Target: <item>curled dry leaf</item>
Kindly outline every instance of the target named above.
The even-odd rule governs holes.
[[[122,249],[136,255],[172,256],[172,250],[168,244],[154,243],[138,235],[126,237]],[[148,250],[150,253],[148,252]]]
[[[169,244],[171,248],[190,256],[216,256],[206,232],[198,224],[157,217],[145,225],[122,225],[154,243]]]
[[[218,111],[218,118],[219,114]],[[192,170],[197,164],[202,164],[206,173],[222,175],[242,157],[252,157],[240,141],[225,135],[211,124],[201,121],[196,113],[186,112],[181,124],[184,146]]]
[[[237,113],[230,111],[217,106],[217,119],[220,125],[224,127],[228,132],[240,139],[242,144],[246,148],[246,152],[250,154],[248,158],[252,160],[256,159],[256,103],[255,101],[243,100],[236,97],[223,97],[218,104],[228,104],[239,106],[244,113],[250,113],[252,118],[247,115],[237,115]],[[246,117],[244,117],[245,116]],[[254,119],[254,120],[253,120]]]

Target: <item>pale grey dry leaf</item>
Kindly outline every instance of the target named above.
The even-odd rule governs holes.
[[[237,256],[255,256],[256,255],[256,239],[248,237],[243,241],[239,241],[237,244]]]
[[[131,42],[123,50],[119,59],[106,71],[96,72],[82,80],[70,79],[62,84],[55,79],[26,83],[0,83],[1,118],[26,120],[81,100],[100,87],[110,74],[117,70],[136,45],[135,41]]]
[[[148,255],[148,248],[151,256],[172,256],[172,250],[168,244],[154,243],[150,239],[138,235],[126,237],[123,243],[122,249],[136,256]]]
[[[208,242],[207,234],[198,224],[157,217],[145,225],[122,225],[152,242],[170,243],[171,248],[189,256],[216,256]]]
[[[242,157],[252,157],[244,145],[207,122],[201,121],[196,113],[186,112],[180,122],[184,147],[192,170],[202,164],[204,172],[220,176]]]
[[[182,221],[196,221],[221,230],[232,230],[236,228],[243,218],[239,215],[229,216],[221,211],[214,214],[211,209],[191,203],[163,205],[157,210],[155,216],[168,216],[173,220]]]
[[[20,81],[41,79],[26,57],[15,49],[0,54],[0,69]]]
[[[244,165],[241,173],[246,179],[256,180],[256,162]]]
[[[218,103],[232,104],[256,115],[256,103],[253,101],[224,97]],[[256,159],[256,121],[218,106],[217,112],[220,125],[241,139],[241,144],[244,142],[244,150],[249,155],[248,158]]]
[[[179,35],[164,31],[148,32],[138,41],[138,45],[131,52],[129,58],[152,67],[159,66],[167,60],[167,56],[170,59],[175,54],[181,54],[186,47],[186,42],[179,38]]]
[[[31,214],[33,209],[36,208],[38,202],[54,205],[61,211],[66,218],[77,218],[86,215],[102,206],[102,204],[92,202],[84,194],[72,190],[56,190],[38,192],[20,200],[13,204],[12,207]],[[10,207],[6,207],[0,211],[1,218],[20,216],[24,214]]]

• **OBJECTIVE**
Render the lines of the records above as a numbered list, starting at the line that contains "Target: <item>pale grey dry leaf</item>" and running through the end of the records, both included. Leave out any blank lines.

• **SOLUTION TO THE PROBLEM**
1. Target: <item>pale grey dry leaf</item>
2. Kindly outline every instance of the target named above.
3. The even-odd rule governs holes.
4. [[[237,256],[255,256],[256,255],[256,239],[248,237],[243,241],[239,241],[237,244]]]
5. [[[131,42],[123,50],[119,59],[106,71],[96,72],[82,80],[70,79],[62,84],[55,79],[26,83],[0,83],[1,118],[26,120],[81,100],[100,87],[110,74],[117,70],[136,45],[135,41]]]
6. [[[148,255],[148,248],[151,256],[172,256],[172,250],[168,244],[154,243],[150,239],[138,235],[126,237],[123,243],[122,249],[136,256]]]
7. [[[208,242],[207,234],[198,224],[157,217],[145,225],[122,225],[152,242],[170,243],[171,248],[189,256],[216,256]]]
8. [[[242,157],[252,157],[244,145],[207,122],[201,121],[196,113],[186,112],[180,122],[184,147],[192,170],[202,164],[204,172],[220,176]]]
9. [[[182,221],[196,221],[221,230],[232,230],[236,228],[243,218],[239,215],[229,216],[221,211],[214,214],[211,209],[191,203],[163,205],[157,210],[155,216],[168,216],[173,220]]]
10. [[[20,81],[41,79],[26,57],[15,49],[0,54],[0,69]]]
11. [[[244,165],[241,173],[246,179],[256,180],[256,162]]]
12. [[[218,103],[232,104],[256,115],[256,103],[253,101],[224,97]],[[256,159],[256,121],[218,106],[217,112],[220,125],[241,139],[241,144],[244,142],[244,150],[249,155],[248,158]]]
13. [[[179,35],[164,31],[148,32],[138,41],[138,45],[131,52],[129,58],[152,67],[159,66],[167,60],[167,56],[170,59],[175,54],[181,54],[186,47],[186,42],[179,38]]]
14. [[[31,214],[33,209],[36,208],[38,202],[54,205],[61,211],[66,218],[77,218],[86,215],[102,206],[102,204],[92,202],[84,194],[72,190],[56,190],[38,192],[20,200],[13,204],[12,207]],[[10,207],[6,207],[0,211],[1,218],[20,216],[24,214]]]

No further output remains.